Quote every entry word for word.

:::

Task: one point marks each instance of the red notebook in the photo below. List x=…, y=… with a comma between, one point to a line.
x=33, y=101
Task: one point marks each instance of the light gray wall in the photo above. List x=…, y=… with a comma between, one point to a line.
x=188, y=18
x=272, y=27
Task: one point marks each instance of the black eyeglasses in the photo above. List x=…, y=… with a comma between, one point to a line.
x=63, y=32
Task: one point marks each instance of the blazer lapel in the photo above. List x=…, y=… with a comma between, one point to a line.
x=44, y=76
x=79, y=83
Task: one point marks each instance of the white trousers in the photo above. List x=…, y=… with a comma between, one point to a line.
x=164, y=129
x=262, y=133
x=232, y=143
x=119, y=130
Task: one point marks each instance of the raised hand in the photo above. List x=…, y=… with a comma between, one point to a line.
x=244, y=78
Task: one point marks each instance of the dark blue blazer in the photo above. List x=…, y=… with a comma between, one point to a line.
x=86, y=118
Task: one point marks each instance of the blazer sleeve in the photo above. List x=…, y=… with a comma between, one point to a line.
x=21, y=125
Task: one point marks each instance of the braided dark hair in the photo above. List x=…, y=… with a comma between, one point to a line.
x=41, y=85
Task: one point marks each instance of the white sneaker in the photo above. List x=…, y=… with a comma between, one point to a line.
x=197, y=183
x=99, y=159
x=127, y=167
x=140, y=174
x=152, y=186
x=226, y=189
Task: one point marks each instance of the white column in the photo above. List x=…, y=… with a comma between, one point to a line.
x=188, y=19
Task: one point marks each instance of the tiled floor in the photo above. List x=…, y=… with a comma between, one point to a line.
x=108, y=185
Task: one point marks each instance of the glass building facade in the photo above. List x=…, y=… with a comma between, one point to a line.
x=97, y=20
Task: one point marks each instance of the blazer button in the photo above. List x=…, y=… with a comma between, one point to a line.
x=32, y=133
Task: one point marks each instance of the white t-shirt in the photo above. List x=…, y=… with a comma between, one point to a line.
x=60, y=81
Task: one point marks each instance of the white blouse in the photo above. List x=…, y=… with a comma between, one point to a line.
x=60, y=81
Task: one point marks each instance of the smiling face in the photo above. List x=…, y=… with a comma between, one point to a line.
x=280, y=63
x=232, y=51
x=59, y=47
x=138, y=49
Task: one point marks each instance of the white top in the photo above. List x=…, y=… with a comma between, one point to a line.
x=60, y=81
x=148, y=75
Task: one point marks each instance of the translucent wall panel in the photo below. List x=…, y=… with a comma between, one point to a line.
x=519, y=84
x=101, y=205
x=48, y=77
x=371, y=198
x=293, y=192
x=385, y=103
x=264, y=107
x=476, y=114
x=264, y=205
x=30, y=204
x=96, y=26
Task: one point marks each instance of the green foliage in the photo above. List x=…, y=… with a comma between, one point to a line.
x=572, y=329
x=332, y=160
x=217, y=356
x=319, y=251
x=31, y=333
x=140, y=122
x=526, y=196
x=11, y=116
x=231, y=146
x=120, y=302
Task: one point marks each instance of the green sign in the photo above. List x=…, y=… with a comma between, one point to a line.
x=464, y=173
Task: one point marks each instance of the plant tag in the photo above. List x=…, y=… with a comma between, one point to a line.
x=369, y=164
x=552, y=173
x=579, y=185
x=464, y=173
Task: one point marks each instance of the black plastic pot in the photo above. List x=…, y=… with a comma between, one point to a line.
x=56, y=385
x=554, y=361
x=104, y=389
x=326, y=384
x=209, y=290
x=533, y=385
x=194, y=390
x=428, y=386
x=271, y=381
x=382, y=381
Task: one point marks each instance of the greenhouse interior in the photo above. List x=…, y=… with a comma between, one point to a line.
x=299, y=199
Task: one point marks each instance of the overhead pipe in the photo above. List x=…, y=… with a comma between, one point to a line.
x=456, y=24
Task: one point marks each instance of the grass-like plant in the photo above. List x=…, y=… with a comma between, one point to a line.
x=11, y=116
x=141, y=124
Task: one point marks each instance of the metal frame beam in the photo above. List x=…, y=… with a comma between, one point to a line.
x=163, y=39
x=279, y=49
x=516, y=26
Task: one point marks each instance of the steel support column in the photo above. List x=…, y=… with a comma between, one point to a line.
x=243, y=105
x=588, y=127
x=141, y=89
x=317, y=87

:::

*RESULT OF THIS TASK*:
Task: one point marks each instance of the red notebook in the photo below. List x=…, y=… with a comma between, one point to a line.
x=33, y=101
Task: one point marks each instance of the light gray wall in the photo above. List x=…, y=… with a comma between, one point to a line.
x=188, y=18
x=272, y=27
Task: one point marks each instance of the black eyeglasses in the photo above. List x=…, y=… with a comma between, one point to a line.
x=63, y=32
Task: one point marks each instance of the blazer lapel in the photo above. List x=…, y=… with a comma between, one point to a line.
x=44, y=76
x=79, y=83
Task: one point marks each instance of the white trousers in the photo above. List x=…, y=… with a comma between, one point to a line.
x=164, y=129
x=262, y=133
x=232, y=143
x=119, y=130
Task: one point marks each instance of the raised hand in the photo above. List x=…, y=… with a comma between, one point to a line.
x=244, y=78
Task: one point marks each instance of the dark blue blazer in the photo above. List x=…, y=… with a comma between, one point to a line.
x=86, y=118
Task: one point marks each instance of the blazer sleeve in the photo above. List x=…, y=… with a comma between, one point to a line.
x=21, y=125
Task: one point marks each instance of the braided dark hair in the photo above. List x=…, y=… with a comma between, one point to a line.
x=41, y=85
Task: one point marks each instance of the white sneaker in the photo above. List x=…, y=… with a comma between, one point to a line.
x=197, y=183
x=99, y=159
x=127, y=167
x=140, y=174
x=152, y=186
x=226, y=189
Task: one point marks each instance of the white column in the photo above. List x=…, y=… with a comma between, one point to a line.
x=188, y=19
Task: one point marks each instance of the tiled floor in the photo above. List x=…, y=… with a comma between, one point to a line.
x=108, y=185
Task: one point marks each instance of the glass building facade in the photo above. List x=…, y=… with a comma between, one point to a line.
x=97, y=20
Task: one point marks each instance of the blazer button in the photo above. List x=…, y=… with a comma between, one point to a line.
x=32, y=133
Task: one point marks each instance of the white t-shirt in the photo above. List x=…, y=… with a comma between, one point to a line.
x=60, y=81
Task: one point marks each instance of the white blouse in the photo above. List x=…, y=… with a comma between, one point to a line.
x=60, y=81
Task: one point marks each instance of the smiling face in the photo above. List x=…, y=… with a comma between, one point to a line.
x=280, y=63
x=232, y=51
x=59, y=47
x=138, y=49
Task: one point marks each instance of the white top in the photo above. List x=…, y=… with a comma between, one point to a line.
x=60, y=81
x=148, y=75
Task: one point marks each instance of the translucent wall panel in the photo below. List x=…, y=… with a comma between, one point to a line.
x=519, y=84
x=101, y=205
x=48, y=77
x=371, y=198
x=293, y=192
x=385, y=103
x=264, y=107
x=476, y=114
x=264, y=205
x=30, y=204
x=96, y=26
Task: one point marks each instance of the green foliage in the photo above. List x=…, y=… with a comma between, one point to a line.
x=572, y=329
x=332, y=160
x=217, y=356
x=319, y=251
x=31, y=333
x=140, y=122
x=526, y=196
x=11, y=116
x=231, y=146
x=120, y=302
Task: one point marks each instance of the green sign in the photo above. List x=…, y=… with a comma between, one point to a line.
x=464, y=173
Task: one point marks each instance of the plant tag in the photo above. List x=…, y=… with a comma between, one point to a line.
x=369, y=164
x=552, y=173
x=579, y=185
x=464, y=173
Task: one point marks each instance of the black plastic pot in the photo above. List x=…, y=… with a comma between, one point to a line.
x=56, y=385
x=554, y=361
x=104, y=389
x=326, y=384
x=209, y=290
x=533, y=385
x=194, y=390
x=428, y=386
x=271, y=381
x=382, y=381
Task: one point marks each instance of the greenhouse interior in the photo above. List x=…, y=… with a comma between, one point to a line.
x=299, y=199
Task: one point marks each instance of the overhead pipe in the photo above. List x=…, y=… with a comma between, one point to a line.
x=456, y=24
Task: one point marks each instance of the grass-like plant in the photo above. List x=…, y=… with a comma between, one point to a line.
x=11, y=116
x=141, y=124
Task: one point marks each instance of the metal frame beam in the photo above. List x=…, y=… with a comma between, one point to a line.
x=163, y=39
x=279, y=49
x=516, y=26
Task: one point marks each instance of the steel support column in the photo above. List x=…, y=… with a comma between, one point to a line.
x=243, y=105
x=588, y=127
x=141, y=89
x=317, y=87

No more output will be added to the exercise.